Task requirements –
One line at a time, check the entries below for the word "officer", and copy each line that has it.

Records provided –
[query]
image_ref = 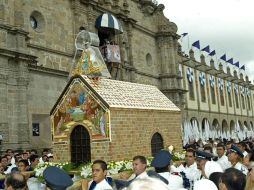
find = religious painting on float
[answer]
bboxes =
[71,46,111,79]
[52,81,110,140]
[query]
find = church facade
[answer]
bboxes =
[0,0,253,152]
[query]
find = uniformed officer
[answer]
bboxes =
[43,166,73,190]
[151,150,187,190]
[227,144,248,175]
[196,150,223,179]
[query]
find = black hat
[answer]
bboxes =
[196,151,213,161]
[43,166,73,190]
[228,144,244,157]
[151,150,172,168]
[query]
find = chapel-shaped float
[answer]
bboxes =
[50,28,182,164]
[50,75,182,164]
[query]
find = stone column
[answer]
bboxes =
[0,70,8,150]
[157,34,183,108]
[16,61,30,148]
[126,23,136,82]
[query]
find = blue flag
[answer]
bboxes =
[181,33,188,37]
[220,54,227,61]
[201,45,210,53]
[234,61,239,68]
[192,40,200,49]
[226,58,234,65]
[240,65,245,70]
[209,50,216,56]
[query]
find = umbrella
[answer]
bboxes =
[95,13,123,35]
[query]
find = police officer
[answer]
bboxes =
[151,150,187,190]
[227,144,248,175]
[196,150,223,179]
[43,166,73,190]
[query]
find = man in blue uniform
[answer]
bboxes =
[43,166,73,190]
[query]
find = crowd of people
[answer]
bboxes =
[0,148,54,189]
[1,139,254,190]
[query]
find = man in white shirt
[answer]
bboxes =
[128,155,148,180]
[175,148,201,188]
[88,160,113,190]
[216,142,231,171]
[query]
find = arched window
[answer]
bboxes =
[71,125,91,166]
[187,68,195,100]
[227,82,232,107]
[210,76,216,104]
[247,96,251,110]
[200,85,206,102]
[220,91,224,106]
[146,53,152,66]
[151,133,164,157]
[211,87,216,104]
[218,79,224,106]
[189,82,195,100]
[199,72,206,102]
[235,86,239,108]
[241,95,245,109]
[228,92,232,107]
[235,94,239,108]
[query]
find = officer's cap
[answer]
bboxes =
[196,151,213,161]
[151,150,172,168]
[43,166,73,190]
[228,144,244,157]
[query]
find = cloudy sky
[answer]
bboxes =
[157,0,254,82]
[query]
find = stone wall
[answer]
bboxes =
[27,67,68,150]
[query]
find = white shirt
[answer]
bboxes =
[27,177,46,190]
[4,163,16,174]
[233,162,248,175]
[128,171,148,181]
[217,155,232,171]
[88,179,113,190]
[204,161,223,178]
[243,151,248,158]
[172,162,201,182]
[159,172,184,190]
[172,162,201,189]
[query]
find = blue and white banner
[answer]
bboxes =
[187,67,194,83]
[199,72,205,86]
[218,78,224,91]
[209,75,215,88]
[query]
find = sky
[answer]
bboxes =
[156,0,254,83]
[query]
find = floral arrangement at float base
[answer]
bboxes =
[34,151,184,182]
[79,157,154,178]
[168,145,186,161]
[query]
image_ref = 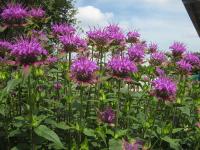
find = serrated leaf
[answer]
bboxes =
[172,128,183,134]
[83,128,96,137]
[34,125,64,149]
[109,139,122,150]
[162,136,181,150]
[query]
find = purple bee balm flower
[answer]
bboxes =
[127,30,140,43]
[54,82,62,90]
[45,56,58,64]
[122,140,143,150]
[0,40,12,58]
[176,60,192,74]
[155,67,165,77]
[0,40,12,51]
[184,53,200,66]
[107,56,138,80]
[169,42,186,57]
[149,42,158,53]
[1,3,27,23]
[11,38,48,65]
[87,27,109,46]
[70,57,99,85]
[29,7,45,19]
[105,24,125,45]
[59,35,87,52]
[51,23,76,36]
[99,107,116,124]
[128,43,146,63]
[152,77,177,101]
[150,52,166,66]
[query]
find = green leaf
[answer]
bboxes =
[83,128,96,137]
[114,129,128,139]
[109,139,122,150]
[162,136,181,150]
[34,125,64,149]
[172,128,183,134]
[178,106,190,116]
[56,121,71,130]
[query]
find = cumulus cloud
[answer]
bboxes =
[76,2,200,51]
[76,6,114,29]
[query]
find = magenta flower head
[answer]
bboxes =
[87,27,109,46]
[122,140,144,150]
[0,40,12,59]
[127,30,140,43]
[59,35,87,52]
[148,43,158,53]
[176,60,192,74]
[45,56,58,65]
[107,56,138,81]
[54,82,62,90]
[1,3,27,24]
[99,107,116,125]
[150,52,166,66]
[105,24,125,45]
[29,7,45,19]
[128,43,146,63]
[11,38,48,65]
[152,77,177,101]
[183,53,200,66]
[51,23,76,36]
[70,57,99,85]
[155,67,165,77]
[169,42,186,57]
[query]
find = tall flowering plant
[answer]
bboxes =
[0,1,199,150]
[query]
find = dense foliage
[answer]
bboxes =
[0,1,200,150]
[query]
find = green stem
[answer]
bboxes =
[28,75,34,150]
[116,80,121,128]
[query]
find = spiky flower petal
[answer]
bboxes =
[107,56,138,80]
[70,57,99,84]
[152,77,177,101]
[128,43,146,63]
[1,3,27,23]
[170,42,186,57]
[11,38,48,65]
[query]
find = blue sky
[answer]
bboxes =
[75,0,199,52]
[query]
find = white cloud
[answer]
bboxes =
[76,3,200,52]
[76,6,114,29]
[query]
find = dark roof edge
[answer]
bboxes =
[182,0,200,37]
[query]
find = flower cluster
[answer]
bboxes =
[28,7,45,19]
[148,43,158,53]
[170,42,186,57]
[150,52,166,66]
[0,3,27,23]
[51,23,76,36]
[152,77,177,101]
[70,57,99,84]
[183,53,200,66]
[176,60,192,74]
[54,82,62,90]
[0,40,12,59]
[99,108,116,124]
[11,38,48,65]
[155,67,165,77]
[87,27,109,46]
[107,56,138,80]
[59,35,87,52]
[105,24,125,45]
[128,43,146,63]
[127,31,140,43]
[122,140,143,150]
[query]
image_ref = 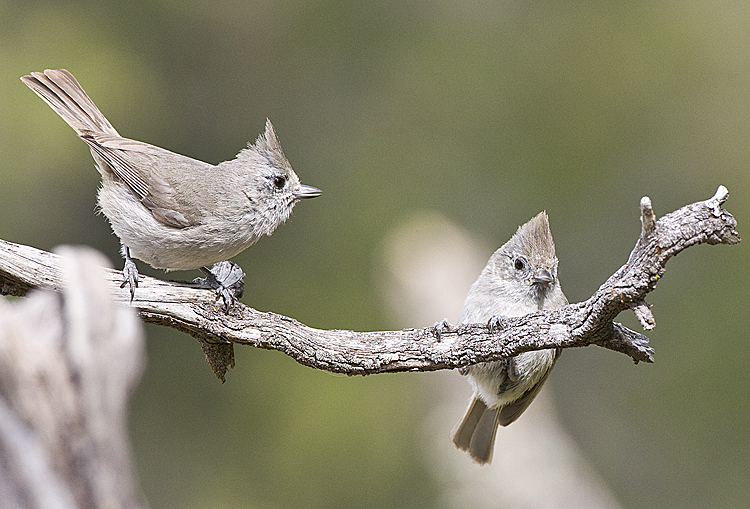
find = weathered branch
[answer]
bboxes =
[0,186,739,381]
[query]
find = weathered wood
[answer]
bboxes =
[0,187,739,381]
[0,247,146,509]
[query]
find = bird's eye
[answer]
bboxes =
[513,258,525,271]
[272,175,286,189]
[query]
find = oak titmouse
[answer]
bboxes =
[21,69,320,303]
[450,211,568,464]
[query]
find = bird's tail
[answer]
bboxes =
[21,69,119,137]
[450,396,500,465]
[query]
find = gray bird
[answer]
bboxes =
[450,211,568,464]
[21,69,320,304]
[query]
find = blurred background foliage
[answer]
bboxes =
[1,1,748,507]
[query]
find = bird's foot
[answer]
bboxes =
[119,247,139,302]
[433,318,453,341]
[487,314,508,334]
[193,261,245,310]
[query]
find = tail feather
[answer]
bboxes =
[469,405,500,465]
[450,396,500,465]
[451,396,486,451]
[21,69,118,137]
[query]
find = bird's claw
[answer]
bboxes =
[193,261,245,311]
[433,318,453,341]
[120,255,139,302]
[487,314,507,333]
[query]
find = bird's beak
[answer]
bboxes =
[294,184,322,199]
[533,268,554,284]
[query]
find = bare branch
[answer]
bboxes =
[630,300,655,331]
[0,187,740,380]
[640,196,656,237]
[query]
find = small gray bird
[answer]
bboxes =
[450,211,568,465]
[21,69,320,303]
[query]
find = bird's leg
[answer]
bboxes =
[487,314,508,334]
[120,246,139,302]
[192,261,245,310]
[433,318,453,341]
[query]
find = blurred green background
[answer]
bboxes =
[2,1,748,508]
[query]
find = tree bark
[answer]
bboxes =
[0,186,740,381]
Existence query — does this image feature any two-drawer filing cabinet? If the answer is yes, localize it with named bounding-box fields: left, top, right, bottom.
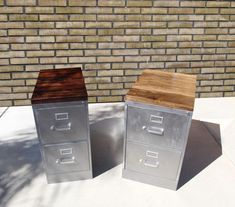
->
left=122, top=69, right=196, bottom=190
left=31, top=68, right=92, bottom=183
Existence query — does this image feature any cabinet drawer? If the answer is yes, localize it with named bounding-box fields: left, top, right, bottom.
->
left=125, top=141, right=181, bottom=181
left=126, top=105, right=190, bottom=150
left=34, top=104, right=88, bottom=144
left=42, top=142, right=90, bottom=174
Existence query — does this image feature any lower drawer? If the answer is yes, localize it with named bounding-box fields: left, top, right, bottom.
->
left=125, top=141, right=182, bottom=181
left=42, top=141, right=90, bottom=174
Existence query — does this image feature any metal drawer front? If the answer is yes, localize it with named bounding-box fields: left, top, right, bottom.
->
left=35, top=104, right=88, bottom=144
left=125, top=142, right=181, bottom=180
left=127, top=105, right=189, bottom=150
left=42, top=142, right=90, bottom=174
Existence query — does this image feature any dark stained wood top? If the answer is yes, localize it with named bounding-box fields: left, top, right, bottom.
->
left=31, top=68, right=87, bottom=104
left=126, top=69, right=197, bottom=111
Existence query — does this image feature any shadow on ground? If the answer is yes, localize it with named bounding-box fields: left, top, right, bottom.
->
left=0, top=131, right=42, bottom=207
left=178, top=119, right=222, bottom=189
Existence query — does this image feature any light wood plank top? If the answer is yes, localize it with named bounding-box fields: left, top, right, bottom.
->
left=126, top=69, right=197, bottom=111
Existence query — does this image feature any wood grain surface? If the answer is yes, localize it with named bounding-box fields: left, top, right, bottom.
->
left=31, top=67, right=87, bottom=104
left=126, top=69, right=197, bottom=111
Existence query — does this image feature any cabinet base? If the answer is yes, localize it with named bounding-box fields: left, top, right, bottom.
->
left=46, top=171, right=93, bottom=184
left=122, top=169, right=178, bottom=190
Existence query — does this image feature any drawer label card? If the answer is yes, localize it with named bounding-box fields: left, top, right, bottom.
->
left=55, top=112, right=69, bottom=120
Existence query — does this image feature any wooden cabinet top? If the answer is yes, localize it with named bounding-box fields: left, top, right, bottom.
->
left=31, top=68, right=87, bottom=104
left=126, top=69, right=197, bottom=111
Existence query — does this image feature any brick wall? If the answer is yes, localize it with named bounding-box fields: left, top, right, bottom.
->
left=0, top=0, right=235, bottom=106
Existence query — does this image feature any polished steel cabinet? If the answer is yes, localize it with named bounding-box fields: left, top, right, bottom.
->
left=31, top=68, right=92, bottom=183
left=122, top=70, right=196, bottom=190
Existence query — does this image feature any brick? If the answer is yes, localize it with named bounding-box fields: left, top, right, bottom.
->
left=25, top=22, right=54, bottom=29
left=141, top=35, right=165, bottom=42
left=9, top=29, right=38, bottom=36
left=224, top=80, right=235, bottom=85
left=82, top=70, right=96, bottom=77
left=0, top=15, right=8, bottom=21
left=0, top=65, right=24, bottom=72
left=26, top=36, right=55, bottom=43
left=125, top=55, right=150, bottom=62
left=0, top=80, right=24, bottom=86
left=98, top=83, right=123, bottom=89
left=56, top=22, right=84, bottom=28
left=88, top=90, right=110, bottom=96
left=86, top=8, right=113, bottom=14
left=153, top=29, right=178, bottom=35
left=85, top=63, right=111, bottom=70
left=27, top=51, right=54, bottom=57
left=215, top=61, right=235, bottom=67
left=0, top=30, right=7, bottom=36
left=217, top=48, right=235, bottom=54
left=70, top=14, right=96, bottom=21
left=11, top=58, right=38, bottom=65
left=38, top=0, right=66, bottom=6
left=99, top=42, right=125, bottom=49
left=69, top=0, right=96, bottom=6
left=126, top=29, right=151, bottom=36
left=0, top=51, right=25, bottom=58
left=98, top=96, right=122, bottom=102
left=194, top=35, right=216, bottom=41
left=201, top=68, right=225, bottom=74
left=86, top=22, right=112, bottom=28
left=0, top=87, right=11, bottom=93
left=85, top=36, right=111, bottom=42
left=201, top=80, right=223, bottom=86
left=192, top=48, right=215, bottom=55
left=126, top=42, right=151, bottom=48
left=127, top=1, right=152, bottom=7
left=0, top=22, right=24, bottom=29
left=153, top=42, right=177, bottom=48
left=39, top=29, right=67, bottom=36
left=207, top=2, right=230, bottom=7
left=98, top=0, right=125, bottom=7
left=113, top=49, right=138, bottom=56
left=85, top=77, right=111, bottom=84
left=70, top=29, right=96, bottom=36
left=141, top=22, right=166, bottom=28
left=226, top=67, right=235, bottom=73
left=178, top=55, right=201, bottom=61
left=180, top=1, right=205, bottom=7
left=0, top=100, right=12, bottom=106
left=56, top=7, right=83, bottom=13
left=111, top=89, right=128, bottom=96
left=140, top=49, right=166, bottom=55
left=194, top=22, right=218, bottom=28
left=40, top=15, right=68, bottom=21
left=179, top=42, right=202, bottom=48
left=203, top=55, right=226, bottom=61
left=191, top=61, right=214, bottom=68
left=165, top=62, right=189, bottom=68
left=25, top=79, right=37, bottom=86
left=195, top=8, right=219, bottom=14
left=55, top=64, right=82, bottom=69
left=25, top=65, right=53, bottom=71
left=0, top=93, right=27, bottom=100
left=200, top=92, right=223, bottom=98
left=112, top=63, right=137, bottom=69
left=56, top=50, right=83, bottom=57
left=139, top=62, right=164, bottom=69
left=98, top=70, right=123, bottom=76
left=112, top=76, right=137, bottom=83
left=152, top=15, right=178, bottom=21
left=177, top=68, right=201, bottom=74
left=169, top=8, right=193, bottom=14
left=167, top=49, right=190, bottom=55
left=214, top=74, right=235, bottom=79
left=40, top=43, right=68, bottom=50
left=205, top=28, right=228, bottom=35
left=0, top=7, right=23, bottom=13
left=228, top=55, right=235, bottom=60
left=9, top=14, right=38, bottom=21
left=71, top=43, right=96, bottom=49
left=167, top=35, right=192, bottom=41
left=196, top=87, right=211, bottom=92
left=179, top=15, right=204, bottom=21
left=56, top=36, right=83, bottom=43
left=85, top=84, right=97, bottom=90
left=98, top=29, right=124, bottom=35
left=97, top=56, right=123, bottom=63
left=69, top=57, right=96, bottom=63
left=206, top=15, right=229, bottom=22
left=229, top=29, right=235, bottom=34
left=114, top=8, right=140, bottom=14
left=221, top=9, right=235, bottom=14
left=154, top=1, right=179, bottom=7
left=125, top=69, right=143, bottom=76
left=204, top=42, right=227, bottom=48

Output of the exercise –
find = uniformed officer
find = police officer
find = officer's cap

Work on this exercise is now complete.